## Required action
Please give back each line below unchanged; none of the pictures should appear.

══════

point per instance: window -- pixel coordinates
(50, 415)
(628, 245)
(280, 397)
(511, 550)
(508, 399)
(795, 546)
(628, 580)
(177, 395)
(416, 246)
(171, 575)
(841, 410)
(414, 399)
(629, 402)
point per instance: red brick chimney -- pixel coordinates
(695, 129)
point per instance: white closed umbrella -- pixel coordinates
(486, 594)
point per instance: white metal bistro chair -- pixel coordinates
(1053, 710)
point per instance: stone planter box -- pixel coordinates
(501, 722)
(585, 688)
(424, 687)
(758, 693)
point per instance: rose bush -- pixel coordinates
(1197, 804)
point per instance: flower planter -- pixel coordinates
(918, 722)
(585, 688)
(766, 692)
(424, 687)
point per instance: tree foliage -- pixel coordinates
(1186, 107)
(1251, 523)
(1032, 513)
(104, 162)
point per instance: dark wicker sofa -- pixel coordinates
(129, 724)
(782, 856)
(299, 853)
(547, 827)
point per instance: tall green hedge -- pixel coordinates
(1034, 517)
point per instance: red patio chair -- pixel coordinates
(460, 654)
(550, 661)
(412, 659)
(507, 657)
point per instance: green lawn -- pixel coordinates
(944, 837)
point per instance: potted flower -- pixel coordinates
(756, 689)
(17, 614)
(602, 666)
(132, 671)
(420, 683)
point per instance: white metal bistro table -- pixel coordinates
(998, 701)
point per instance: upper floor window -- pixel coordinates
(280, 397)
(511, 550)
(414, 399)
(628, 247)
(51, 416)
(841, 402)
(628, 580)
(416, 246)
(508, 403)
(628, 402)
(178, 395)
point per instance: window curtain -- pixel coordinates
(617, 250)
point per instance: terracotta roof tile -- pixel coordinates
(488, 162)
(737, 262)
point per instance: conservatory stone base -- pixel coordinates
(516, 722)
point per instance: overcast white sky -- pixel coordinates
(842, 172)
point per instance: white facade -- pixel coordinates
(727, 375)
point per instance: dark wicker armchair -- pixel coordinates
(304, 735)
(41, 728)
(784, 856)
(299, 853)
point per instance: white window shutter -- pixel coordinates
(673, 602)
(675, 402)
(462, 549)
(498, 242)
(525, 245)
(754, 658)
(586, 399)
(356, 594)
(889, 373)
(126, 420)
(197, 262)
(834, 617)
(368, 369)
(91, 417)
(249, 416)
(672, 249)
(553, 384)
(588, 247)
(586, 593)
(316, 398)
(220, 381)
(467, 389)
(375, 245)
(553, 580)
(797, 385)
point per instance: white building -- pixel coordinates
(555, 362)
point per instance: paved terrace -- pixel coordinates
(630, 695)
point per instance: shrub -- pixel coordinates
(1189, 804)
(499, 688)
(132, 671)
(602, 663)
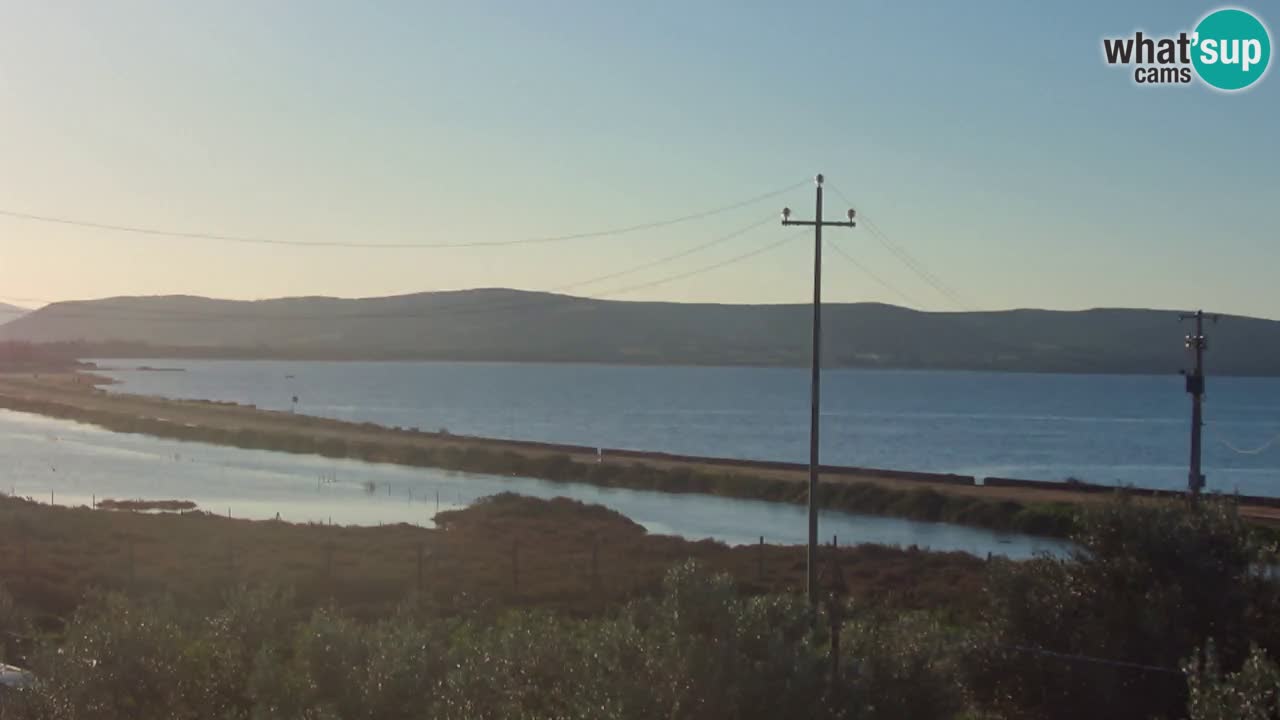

══════

## Answer box
point per instance: window -- pixel coordinates
(50, 415)
(628, 245)
(280, 397)
(511, 550)
(508, 399)
(795, 546)
(628, 580)
(177, 395)
(416, 246)
(171, 575)
(841, 410)
(414, 399)
(629, 402)
point per instance: red brick chimney -- pixel coordinates
(695, 129)
point per instance: white closed umbrella -- pixel coordinates
(486, 594)
point per instance: white metal bistro chair -- pixel coordinates
(1053, 710)
point per instance: stone planter box -- pixel coordinates
(501, 722)
(585, 688)
(424, 687)
(758, 693)
point per instance: rose bush -- pixel coordinates
(1197, 804)
point per instance: flower planter -- pixel coordinates
(918, 722)
(585, 688)
(766, 692)
(424, 687)
point per instance: tree foliage -- pixel coordinates
(1186, 107)
(1251, 523)
(1032, 513)
(104, 162)
point per instance: dark wicker sofa -- pixel coordinates
(129, 724)
(782, 856)
(299, 853)
(547, 827)
point per instance: tall green hedge -- pixel coordinates
(1034, 517)
point per instance: red patio chair -- pixel coordinates
(460, 654)
(550, 661)
(412, 659)
(507, 657)
point per instance: green lawn -- pixel coordinates
(944, 837)
point per instance: potted flower -- pixel coordinates
(756, 689)
(17, 614)
(602, 666)
(132, 671)
(420, 683)
point per instance: white metal bistro table -- pixel coordinates
(998, 701)
point per instance: upper floor window -- pixel coordinates
(280, 397)
(511, 550)
(414, 399)
(628, 247)
(51, 416)
(841, 402)
(628, 580)
(416, 246)
(508, 403)
(628, 402)
(178, 395)
point per instance: window curtain -- pixel coordinates
(617, 250)
point per instance: terracotta roof tile -- pixel coordinates
(488, 162)
(737, 262)
point per instance: conservatory stone base -- pixel coordinates
(516, 722)
point per instance: overcast white sky -- pixel coordinates
(842, 172)
point per instance: white facade -- pixel coordinates
(727, 375)
point per instance: dark wicker armchair -- pixel coordinates
(304, 735)
(41, 728)
(784, 856)
(299, 853)
point per instance: white window shutter -- pixel coordinates
(673, 602)
(675, 402)
(462, 549)
(498, 242)
(525, 245)
(754, 658)
(586, 399)
(356, 594)
(889, 373)
(126, 420)
(197, 262)
(834, 617)
(368, 369)
(91, 417)
(249, 416)
(672, 249)
(553, 384)
(588, 247)
(586, 593)
(316, 398)
(220, 381)
(467, 389)
(375, 245)
(553, 580)
(797, 385)
point per instance: white building -- pixel coordinates
(555, 362)
point per instance: paved terrace -- pixel coordinates
(630, 695)
point per instance: shrub -- pixel coordinates
(1189, 804)
(499, 688)
(132, 671)
(602, 663)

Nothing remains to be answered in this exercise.